───── GIVEN DATA ─────

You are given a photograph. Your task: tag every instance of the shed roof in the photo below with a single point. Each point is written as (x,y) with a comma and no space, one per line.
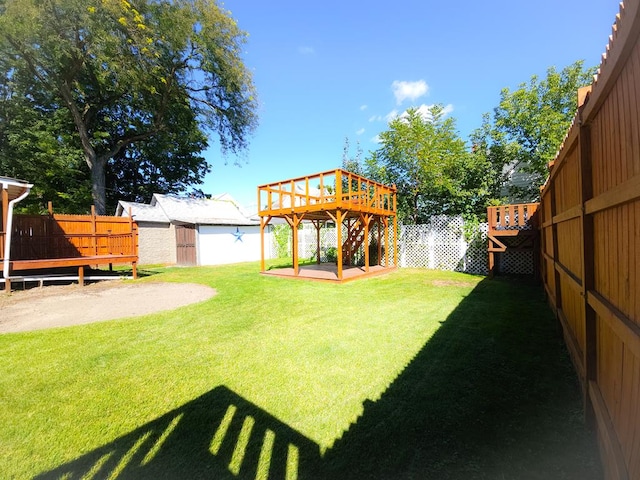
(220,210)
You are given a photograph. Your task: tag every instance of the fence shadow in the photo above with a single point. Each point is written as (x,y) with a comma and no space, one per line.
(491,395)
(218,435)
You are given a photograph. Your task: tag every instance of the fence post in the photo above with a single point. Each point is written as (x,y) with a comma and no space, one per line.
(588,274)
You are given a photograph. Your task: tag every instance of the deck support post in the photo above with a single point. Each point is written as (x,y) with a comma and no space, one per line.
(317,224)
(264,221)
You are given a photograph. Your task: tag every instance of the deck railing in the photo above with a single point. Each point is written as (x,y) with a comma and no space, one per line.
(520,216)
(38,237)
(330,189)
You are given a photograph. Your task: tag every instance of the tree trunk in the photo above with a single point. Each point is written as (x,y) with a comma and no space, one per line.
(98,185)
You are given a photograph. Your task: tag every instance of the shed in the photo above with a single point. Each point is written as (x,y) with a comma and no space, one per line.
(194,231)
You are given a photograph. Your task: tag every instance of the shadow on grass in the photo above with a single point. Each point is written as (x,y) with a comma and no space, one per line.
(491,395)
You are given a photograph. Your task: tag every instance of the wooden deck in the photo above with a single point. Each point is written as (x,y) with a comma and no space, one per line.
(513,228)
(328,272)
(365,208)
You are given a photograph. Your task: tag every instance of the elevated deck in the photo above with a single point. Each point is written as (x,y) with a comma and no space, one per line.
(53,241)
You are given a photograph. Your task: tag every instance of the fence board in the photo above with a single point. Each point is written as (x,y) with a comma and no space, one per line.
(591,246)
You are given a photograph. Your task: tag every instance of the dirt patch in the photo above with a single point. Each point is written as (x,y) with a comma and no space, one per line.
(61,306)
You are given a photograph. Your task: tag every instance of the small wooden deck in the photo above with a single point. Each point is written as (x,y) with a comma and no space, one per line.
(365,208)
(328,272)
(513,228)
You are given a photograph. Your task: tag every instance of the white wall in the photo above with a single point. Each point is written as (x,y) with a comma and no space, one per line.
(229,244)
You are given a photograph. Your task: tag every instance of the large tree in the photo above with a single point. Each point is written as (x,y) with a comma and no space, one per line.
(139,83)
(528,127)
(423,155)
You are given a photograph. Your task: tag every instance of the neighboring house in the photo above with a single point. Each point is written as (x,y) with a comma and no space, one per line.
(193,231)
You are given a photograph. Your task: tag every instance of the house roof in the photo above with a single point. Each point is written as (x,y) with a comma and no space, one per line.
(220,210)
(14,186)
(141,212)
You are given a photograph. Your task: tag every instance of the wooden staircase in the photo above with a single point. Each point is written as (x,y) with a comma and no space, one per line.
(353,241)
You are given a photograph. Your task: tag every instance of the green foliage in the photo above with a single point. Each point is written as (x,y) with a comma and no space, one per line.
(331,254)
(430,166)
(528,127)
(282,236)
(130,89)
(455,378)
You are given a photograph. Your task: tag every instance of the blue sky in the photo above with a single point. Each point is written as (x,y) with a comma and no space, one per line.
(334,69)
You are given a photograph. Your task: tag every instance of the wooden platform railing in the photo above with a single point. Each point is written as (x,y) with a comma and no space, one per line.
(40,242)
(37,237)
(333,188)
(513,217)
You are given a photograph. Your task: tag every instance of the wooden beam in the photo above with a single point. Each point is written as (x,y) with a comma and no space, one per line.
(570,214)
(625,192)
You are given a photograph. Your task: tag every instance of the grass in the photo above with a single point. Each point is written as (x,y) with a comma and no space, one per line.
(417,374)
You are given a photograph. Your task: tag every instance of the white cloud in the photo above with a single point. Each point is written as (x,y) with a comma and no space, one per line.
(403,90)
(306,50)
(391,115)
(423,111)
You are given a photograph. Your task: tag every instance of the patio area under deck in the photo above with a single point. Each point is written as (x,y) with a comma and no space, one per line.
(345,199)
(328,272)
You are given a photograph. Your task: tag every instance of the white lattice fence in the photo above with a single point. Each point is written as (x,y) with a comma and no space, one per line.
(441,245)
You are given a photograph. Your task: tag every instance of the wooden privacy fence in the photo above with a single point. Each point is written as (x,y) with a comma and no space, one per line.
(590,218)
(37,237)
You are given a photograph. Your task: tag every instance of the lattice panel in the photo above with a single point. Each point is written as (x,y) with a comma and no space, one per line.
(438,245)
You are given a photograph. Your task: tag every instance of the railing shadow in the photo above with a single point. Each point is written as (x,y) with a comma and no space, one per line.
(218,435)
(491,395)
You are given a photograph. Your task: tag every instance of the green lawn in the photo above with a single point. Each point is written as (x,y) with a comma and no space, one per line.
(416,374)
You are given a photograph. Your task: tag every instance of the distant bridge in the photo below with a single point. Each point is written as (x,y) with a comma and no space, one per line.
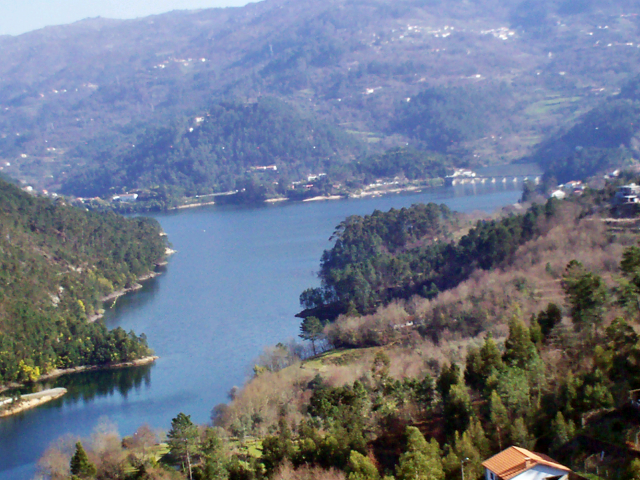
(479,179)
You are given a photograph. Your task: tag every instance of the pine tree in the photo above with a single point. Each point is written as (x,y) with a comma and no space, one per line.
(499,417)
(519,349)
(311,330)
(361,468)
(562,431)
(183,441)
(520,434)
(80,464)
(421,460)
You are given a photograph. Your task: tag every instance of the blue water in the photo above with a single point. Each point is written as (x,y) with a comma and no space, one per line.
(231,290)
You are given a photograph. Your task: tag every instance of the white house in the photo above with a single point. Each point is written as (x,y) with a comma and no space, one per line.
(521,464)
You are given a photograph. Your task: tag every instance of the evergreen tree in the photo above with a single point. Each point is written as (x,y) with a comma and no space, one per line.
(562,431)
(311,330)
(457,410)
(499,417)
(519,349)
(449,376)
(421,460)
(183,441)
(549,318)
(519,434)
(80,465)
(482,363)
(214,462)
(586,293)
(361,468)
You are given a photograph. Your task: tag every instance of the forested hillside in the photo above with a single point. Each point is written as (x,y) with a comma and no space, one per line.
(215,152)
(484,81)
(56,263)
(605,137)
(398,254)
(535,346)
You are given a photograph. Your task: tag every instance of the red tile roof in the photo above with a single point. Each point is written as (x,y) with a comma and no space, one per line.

─────

WHAT IS EXPECTED:
Any picture in the material is to be dropped; the rest is repeated exactly.

ANSWER BELOW:
You are given a photograph. Your task: tag every instance of the shed roof in the photo below with a single point. Each point is written as (x,y) with a comma and no space, one per line.
(220,210)
You are given a photograph. Your task: tag every instance of the fence shadow in the photo above with a single point. Each point is written as (x,y) with a comma and no space, one per line.
(491,395)
(218,435)
You are given a photograph. Your task: tag every instance of the fence post in the photo above with a single point. Each point is written as (x,y) with a comma and no space, one per line.
(588,274)
You are given a photograph. Your task: tag every instance of the deck support post in the photo above with a single point. Each point is written as (x,y) with a comma and no space, one per line.
(317,224)
(264,221)
You are given a photograph. Your task: tag every instance of the deck railing in the photo above with a single point. Each point is written as (x,y) with a comma and no space, one per line.
(520,216)
(38,237)
(330,189)
You are given a photograph. Your task: tag every instance of the tree trunk in the photo above with a single point. Each point is written as (x,y) with a comma and no space, one per line.
(98,185)
You are given a photograph. Your task: tag every instance of the shed in the photo above with a single point. Each point is written as (x,y) with a comma and no space, one per line.
(194,231)
You are given a photograph. Your task: tag every instance of the shadow on grass in the photo above with a single point. Each point is written as (x,y) with a comma and no space, one per line.
(491,395)
You are given a photograph. Your task: tag every instance of the wooden deck in the photo above with a single point. Each point is written as (x,y) with a comma and no space, one per line.
(513,228)
(328,272)
(365,208)
You are given a photograph. Your task: tag every instance of the elevated deck in the photo above with a single point. Each point is written as (x,y) with a comma and no space, one per line.
(53,241)
You are given a photograph. Your task: tag every instance of the fence board in the photo above with a single point. Each point is written as (x,y) with a comma and no space, one per line.
(591,246)
You are given a photograph. Your task: tag every instance of the dirt patch in the photo above with a single point. Each point is written as (x,y) with a comma and no space, one per line.
(61,306)
You are given a photograph. Your task: tag every instance of the small wooden deck in the photo above with a single point. Each point is written as (x,y) with a comma and no space, one per line.
(365,208)
(328,272)
(513,228)
You are given a photograph. Your task: tag every instance of the white wall in the photo above with a single point. Each point is written as (x,y) with a comma and no space, one per line.
(229,244)
You are given a photograph. Your task: tag every instance of the large tree in the photo above with a single point. Each point is written as (x,y) with a comma and no space, one per line.
(139,83)
(528,127)
(423,155)
You are given a photograph. Your task: tag every instance of the neighboring house in the photo above with a single point. Each point is written as (x,y) with a comma and no space, one per line.
(193,231)
You are given a photograph. Your task: tag every instance of the house roof in the photo above with a single point. Each point is written as (x,y) with a comma and no space, one per line.
(220,210)
(14,186)
(141,212)
You are given a photograph. Your task: tag every instance of the wooden staircase in the photo above with a single point. Each point is written as (x,y) with a comma and no space, one per line.
(353,241)
You are given a photograph. Your task: tag every instance of the green foliage in the photo above with a single point. Each point is written as (x,y) with a comma and no space, one per line.
(331,254)
(430,166)
(528,127)
(282,236)
(130,89)
(455,378)
You are given a photograph. Your task: tag every instance of the blue sky in the photo above with a single point. Each point is written as (x,y) with a comma and no space, one per line.
(334,69)
You are given a photograph. Your task: tag every instance of the wooden platform railing in the photo above with a single point. Each point is written as (x,y) with a comma and no space, one per line.
(40,242)
(37,237)
(333,188)
(513,217)
You are given a photograph. Your task: tag every instance of the wooden beam in the photo above with a single point. Each point is written as (x,y) with a comma and no space, one per line.
(570,214)
(625,192)
You are given a photograph. Your task: tag every instance of the grass in the photo above with a single point. Each point is written as (x,y) with a comma and no space, one per line.
(417,374)
You are given a photograph. Your task: tag every instance of the white cloud in the photo above with a single point. Each point is written as (x,y) with a comma and no space, one per line.
(403,90)
(306,50)
(391,115)
(423,111)
You are given a photograph. Your task: tag every instance of the patio area under deck in the photo above with a single point. Each point is written as (x,y) with a comma and no space, one per line.
(345,199)
(328,272)
You are given a photograph. Your task: tag every instance of the white lattice fence in the photo above with a single point. Each point is written as (x,y) with a comma and no space, one per line.
(441,245)
You are given a photograph. Your task: tag every instance of the wooden privacy fence in the photo above with a single point. Each point is written as (x,y) with a comma and no space, one per line.
(590,218)
(37,237)
You are given a photograph. Your task: tag every instance of the lattice panel in the photo above with a single point. Each point is written as (x,y) with a comma and no space, one per line.
(438,245)
You are given a photograph. Your task: tag every instance of the railing shadow in the photo above with a single point. Each point is written as (x,y) with a comma and no space, one per line.
(218,435)
(491,395)
You are given a photograph. Your task: tag every instance of the green lawn in the photo above with a single point. Each point is written as (x,y) with a comma and no space, one per line.
(416,374)
You are given a photograph. Your task: tag every instance of the distant bridge in the photo below with a single point. Each point is written as (x,y) with a comma and no space, one per line.
(479,179)
You are given a photograph. Your task: tag every instance of the pine tree in the photo above with a single point. Each point is written as (x,y) with a comma and no space, one per line.
(499,417)
(519,349)
(311,330)
(361,468)
(562,431)
(183,441)
(520,434)
(80,464)
(421,460)
You are given a photograph. Your task: tag every instance of the blue water in the photo above with a single point. Each point is written as (x,y) with a comma and no space, one per line.
(231,290)
You are given a photograph. Your task: tag every instance of the white house in the photo above with a single point. Each point is written as (x,y) with a comma and no space, one per line.
(521,464)
You are given a photograph. Your task: tag every instance of the evergreen tree in the photo above with a single point. Each point is written as (x,y) with a comma and no space, one per line.
(562,431)
(311,330)
(457,410)
(499,417)
(519,349)
(449,376)
(421,460)
(183,441)
(549,318)
(519,434)
(80,465)
(482,363)
(214,462)
(586,293)
(361,468)
You are given a photograph. Your task: tag every instance of the forested hillside in the photo above with a single point. Each point is written as (x,y) with a comma and no space, one per line.
(215,152)
(484,81)
(56,263)
(605,137)
(398,254)
(535,346)
You are given a photograph. Your task: tag every instance of the red tile roof in the photo above with a single point. Each point is written as (x,y) with a comma and no space, one per line.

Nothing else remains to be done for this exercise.